SUPPLIED DATA:

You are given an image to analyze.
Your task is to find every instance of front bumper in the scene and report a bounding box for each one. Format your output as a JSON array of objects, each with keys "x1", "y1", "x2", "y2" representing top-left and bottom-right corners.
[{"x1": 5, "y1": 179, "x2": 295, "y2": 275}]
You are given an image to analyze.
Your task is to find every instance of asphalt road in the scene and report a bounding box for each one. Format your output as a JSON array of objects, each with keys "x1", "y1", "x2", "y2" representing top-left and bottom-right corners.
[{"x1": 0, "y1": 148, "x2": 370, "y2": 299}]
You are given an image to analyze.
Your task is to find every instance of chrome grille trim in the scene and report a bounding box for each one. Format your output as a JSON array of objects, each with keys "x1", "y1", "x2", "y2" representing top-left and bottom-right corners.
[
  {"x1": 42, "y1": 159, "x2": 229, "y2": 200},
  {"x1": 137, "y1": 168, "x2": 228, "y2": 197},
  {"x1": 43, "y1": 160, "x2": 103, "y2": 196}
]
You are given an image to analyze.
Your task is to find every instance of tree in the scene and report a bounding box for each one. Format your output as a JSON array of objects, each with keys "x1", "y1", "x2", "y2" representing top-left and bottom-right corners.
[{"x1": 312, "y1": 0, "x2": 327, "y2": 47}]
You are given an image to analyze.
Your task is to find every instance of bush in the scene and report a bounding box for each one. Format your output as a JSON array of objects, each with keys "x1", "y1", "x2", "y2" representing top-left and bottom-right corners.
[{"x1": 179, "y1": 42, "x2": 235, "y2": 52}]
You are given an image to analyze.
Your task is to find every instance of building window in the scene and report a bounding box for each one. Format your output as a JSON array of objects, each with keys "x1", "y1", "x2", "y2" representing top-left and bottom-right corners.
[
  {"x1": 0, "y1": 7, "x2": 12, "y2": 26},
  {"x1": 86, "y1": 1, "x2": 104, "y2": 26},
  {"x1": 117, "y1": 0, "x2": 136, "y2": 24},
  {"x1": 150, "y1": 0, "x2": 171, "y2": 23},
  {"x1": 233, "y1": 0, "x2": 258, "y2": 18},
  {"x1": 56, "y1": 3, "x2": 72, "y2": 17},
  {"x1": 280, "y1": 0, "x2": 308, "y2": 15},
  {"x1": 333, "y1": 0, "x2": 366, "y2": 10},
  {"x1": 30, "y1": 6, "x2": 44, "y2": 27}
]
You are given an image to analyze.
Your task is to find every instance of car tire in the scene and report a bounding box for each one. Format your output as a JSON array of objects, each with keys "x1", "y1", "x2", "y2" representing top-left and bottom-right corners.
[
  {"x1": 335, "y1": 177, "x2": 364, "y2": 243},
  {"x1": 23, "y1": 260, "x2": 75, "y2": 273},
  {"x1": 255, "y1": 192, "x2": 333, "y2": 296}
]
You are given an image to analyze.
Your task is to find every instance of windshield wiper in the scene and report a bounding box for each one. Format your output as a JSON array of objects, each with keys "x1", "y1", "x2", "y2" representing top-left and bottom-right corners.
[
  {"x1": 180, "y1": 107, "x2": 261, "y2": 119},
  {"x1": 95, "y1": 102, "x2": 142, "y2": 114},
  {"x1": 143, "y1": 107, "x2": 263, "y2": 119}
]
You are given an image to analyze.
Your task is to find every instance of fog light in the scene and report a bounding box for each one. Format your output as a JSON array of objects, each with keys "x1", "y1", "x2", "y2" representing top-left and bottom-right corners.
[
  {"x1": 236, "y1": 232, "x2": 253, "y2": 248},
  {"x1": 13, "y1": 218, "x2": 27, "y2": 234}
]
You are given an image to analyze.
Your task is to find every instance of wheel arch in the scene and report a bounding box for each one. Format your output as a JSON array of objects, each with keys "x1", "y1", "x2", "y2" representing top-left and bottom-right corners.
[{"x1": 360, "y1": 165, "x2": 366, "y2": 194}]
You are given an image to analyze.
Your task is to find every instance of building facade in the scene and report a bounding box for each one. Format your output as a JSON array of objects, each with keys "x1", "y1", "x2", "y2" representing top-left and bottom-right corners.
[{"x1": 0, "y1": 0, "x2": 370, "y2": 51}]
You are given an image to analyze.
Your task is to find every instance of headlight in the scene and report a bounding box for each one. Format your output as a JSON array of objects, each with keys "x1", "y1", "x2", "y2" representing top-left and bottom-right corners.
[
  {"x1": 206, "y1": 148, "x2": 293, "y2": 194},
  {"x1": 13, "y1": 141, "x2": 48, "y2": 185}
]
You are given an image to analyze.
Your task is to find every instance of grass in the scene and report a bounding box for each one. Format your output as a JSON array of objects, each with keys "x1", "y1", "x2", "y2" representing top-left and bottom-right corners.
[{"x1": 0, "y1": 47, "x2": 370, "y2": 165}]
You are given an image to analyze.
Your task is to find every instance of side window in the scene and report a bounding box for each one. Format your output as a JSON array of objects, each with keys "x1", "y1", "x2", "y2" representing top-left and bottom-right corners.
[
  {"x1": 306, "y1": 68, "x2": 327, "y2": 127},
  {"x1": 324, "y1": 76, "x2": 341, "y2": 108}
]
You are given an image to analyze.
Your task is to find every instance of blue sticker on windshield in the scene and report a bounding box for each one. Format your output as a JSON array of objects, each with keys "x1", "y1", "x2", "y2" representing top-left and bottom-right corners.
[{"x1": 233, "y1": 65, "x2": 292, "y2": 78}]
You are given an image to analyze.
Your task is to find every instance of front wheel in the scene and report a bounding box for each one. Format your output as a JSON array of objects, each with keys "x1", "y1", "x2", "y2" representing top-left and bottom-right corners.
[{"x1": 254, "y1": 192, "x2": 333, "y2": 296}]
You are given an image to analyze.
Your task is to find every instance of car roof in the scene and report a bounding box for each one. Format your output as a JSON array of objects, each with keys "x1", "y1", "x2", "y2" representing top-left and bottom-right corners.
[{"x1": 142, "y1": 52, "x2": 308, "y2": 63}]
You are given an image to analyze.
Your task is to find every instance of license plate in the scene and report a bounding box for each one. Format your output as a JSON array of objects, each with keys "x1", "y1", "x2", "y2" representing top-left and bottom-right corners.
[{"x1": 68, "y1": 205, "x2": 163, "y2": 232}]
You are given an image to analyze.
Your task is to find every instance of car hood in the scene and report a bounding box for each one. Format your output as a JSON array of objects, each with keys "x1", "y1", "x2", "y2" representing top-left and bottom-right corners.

PROBLEM REQUIREMENTS: Which lines of the records above contain the word "front"? Case counts, so copy out each matching line in full.

FULL ANSWER:
Your task is to find every instance of front bumper in the scene and report a bounding box for each one. Format your output as a JSON array of objects, each with keys "x1", "y1", "x2", "y2" representing top-left and bottom-right corners.
Your task is to find every instance of front wheel in the scene and report a bounding box for each one. Format your output as a JSON array of objects, each with keys "x1", "y1", "x2", "y2" representing top-left and bottom-right corners.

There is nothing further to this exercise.